** Begin **

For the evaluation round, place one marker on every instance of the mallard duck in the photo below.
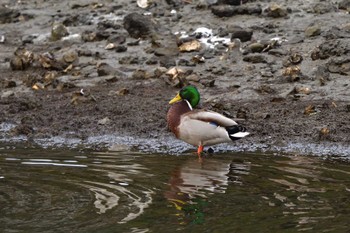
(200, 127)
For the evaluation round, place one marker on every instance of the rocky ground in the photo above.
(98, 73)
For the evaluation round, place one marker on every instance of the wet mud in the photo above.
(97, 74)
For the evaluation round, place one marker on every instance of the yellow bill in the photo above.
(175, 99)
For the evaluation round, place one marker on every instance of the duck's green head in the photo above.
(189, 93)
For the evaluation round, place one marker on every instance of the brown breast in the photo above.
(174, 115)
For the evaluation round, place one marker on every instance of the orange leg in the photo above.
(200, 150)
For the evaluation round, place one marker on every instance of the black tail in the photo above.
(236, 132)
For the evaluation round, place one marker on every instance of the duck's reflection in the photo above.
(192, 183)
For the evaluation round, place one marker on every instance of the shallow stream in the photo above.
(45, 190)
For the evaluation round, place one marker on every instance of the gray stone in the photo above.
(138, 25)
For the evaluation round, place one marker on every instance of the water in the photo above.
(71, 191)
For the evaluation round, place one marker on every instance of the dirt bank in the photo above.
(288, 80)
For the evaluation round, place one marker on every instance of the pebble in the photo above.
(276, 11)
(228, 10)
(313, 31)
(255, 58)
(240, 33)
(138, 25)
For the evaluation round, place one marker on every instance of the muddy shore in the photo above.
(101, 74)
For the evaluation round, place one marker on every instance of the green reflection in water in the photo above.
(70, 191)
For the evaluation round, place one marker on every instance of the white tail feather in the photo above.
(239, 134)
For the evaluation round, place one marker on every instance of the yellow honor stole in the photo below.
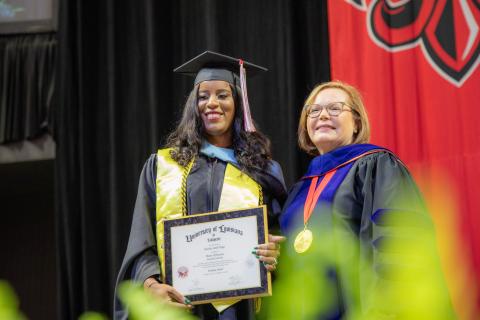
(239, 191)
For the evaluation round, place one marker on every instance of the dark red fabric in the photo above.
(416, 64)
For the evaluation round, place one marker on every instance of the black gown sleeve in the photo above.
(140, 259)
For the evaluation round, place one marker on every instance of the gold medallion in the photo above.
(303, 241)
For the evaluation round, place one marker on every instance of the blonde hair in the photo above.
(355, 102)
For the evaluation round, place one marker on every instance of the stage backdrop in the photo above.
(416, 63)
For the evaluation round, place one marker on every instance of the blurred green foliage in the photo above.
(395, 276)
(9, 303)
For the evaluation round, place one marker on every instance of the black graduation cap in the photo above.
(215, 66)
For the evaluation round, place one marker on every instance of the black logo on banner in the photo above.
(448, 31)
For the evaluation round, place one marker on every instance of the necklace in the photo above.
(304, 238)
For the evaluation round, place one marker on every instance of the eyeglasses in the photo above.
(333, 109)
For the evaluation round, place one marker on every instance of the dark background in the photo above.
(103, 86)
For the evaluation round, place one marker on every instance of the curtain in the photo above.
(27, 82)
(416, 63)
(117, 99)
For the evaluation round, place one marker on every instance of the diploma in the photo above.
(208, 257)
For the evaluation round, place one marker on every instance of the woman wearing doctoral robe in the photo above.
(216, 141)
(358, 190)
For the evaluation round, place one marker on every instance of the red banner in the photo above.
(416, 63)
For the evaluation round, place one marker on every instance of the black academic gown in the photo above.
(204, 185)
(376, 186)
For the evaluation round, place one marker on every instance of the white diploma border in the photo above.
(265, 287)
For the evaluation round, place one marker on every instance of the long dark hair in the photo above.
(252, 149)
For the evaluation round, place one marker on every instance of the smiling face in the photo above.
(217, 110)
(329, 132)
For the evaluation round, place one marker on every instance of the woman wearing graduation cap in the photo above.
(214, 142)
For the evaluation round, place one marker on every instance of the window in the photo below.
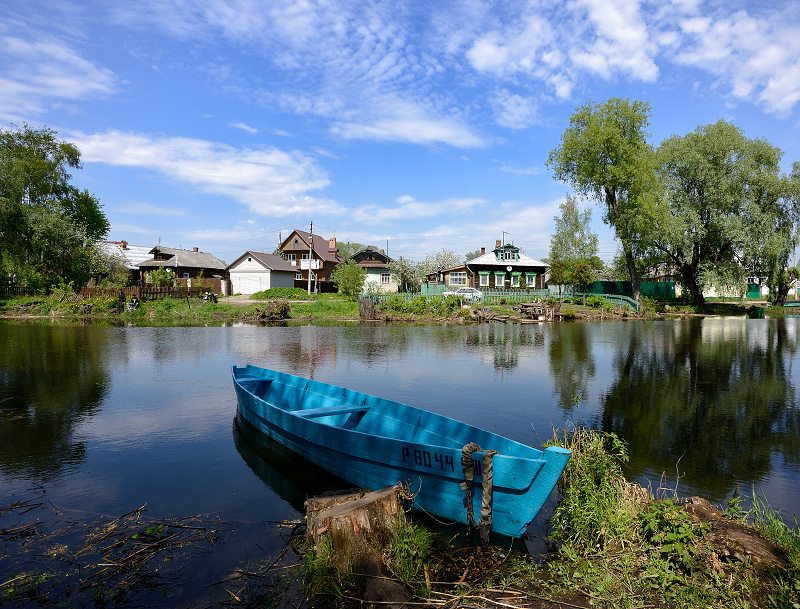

** End **
** Begin **

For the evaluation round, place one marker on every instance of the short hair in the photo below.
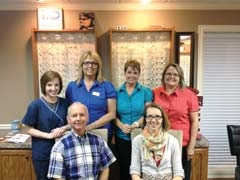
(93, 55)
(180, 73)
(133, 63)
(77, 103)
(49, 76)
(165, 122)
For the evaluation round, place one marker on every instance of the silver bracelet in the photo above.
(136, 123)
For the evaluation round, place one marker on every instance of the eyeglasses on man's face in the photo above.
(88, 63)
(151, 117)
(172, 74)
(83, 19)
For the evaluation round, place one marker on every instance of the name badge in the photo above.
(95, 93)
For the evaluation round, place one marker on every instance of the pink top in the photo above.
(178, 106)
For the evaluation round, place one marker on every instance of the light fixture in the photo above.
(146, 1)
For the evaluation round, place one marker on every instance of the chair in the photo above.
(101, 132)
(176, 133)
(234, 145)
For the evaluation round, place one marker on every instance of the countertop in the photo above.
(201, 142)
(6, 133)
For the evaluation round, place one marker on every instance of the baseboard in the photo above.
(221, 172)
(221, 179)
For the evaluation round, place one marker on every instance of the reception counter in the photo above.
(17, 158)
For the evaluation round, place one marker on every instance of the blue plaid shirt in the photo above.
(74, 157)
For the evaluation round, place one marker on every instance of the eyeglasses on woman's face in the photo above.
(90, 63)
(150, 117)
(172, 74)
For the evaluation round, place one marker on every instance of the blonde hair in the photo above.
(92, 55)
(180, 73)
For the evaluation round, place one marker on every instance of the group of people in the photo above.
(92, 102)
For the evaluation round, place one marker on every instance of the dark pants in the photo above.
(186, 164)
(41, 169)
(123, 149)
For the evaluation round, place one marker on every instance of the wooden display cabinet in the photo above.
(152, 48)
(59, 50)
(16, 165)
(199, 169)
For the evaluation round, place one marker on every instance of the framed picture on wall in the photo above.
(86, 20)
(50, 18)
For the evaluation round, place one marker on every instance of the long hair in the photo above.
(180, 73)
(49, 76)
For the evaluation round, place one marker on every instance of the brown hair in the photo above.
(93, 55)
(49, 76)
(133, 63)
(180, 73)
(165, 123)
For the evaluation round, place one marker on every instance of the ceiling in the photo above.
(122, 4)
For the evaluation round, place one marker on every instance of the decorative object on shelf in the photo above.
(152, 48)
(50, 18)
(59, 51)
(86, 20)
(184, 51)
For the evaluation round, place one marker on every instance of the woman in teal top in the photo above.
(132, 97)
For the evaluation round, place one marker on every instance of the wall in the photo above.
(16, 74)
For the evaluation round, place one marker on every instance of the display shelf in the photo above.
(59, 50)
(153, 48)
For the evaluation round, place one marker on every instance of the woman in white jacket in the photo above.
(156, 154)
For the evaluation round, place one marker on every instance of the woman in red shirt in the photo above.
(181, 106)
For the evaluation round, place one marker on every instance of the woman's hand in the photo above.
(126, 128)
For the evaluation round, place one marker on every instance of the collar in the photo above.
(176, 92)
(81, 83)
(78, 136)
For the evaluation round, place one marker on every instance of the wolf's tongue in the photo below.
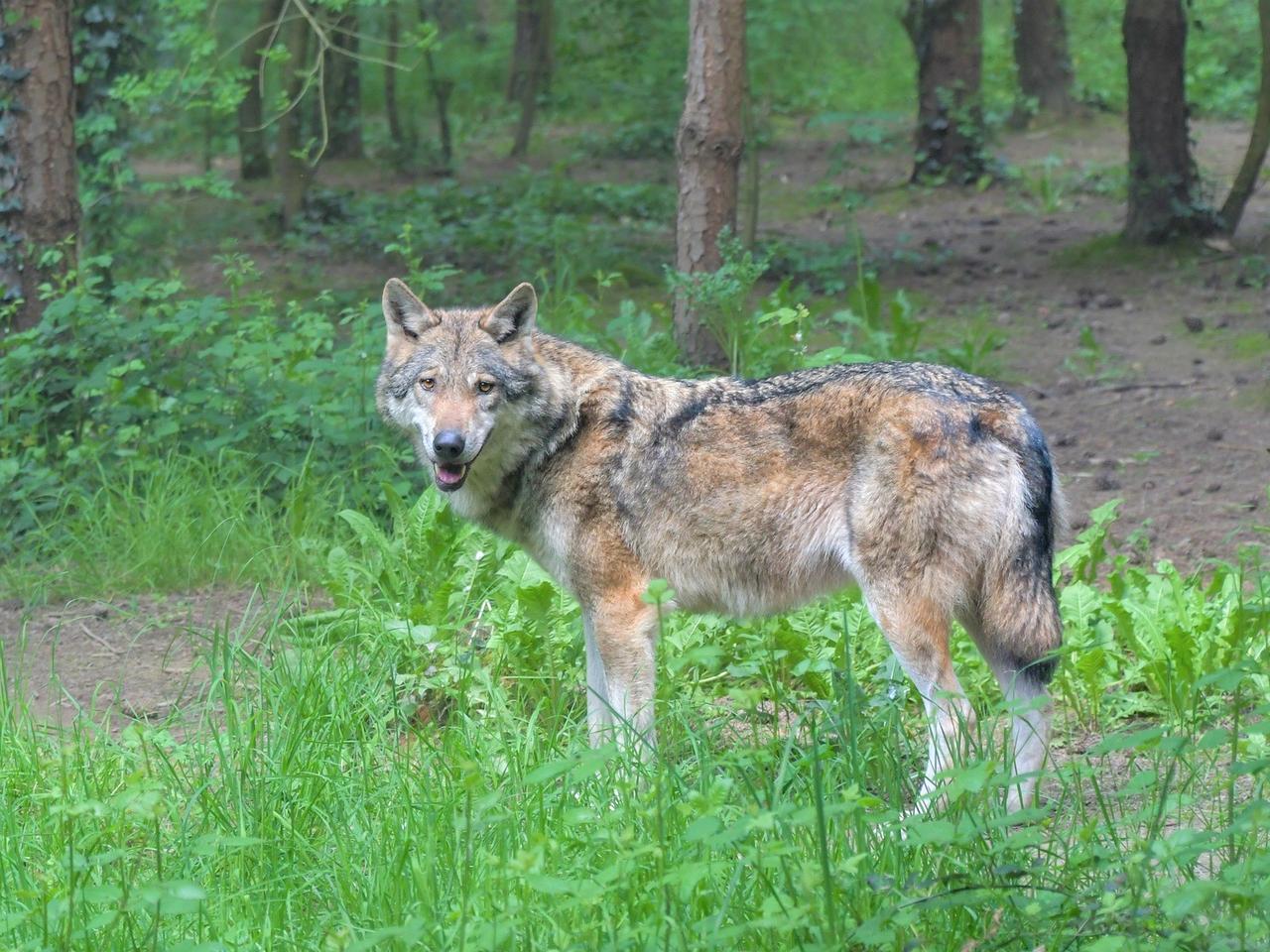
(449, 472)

** End **
** Begin **

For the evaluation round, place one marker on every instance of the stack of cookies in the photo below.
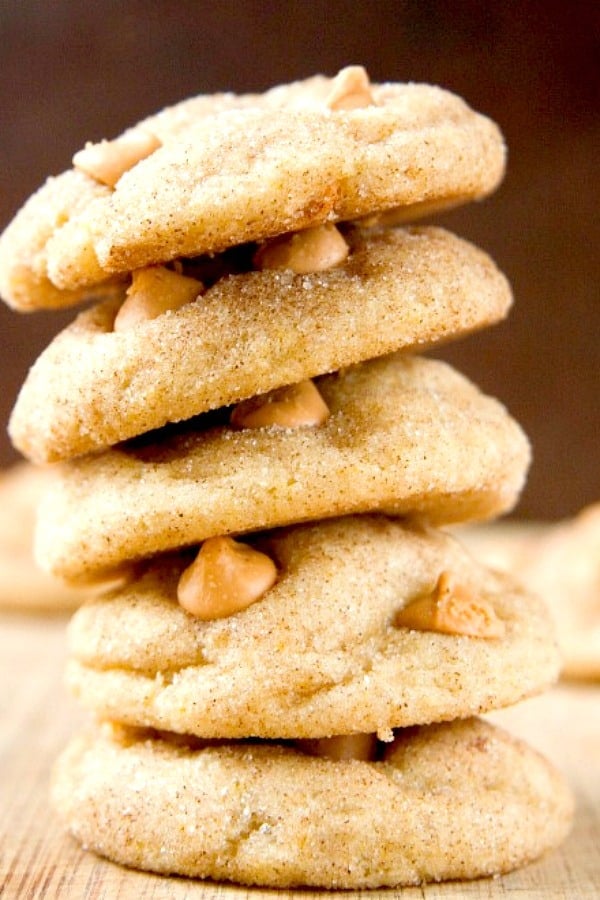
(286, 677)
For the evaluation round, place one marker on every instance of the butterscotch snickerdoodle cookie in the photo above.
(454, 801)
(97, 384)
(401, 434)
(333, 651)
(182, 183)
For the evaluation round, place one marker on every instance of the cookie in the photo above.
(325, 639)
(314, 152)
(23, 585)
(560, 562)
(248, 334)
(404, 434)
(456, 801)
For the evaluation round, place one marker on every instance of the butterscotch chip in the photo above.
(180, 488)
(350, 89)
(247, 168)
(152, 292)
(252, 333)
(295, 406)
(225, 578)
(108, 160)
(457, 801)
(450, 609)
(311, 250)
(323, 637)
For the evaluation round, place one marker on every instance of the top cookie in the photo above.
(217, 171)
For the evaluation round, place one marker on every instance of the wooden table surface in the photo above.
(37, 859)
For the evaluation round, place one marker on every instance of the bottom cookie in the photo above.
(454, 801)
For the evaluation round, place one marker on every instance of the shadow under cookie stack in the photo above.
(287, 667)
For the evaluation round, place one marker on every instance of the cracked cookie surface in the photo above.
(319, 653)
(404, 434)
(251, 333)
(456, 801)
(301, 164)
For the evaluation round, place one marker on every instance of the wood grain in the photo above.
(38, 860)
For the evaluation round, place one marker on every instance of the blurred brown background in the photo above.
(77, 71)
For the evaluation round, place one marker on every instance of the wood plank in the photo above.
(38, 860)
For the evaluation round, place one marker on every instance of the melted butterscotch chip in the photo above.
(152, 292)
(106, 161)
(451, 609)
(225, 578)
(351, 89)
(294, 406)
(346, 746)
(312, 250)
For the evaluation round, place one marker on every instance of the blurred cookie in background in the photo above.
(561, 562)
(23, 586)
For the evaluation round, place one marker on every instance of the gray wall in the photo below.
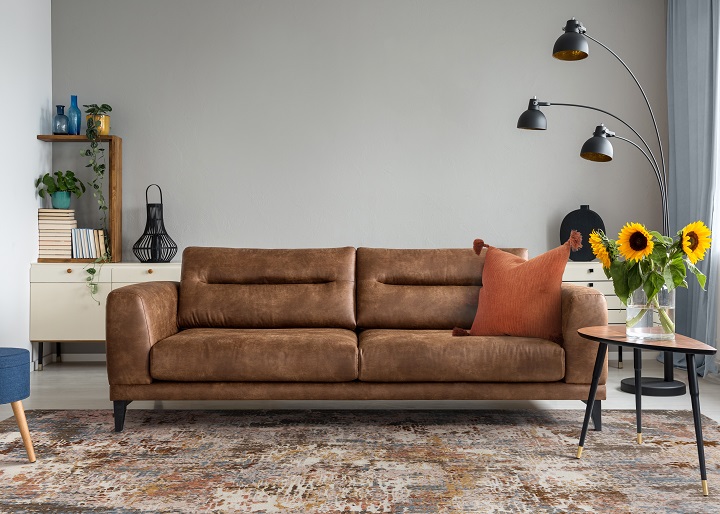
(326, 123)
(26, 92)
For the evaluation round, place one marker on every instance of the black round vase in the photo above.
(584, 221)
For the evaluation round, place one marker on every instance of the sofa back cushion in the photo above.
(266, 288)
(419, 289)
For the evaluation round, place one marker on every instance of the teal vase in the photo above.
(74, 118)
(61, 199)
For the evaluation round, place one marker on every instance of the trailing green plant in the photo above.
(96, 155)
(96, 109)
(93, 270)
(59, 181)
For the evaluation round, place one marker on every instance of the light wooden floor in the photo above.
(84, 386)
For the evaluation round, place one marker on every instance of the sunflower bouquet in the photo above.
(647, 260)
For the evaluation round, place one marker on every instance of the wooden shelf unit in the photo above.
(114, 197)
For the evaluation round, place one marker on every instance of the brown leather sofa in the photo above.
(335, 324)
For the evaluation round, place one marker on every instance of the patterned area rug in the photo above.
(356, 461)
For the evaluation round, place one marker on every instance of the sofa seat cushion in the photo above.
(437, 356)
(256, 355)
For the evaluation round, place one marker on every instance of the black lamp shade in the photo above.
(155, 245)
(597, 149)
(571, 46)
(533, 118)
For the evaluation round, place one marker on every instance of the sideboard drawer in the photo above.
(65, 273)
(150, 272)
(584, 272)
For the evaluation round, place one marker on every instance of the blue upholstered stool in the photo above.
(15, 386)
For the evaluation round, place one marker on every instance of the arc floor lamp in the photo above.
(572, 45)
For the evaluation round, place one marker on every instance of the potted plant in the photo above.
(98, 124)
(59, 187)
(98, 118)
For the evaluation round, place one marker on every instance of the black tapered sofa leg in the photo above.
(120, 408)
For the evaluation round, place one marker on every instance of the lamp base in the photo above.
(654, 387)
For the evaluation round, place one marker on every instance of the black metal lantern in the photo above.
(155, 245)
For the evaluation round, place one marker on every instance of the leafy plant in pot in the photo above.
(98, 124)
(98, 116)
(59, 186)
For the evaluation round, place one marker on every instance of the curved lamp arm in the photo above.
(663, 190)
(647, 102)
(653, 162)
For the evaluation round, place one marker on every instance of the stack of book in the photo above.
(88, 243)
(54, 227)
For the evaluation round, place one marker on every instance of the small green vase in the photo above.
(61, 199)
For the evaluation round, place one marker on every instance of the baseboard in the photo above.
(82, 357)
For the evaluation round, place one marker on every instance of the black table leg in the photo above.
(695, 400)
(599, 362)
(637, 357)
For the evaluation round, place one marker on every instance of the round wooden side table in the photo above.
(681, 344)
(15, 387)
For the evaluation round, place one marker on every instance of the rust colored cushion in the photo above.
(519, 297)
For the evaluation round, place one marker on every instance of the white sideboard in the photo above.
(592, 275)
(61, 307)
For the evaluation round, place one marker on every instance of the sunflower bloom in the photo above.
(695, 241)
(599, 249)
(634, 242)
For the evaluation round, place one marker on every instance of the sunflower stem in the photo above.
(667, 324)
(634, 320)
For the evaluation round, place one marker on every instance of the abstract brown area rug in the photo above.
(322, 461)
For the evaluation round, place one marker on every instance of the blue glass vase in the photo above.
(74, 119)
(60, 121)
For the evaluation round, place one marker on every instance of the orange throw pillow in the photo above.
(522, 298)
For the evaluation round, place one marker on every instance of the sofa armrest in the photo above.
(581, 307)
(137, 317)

** End **

**Objective**
Report every line in the data above that contains the string "gray", with case counting for the match.

**Task response**
For the evaluation round, place one marker on every instance of the gray stone in the photo above.
For the evaluation round, place one marker on every instance of the gray wall in the photo below.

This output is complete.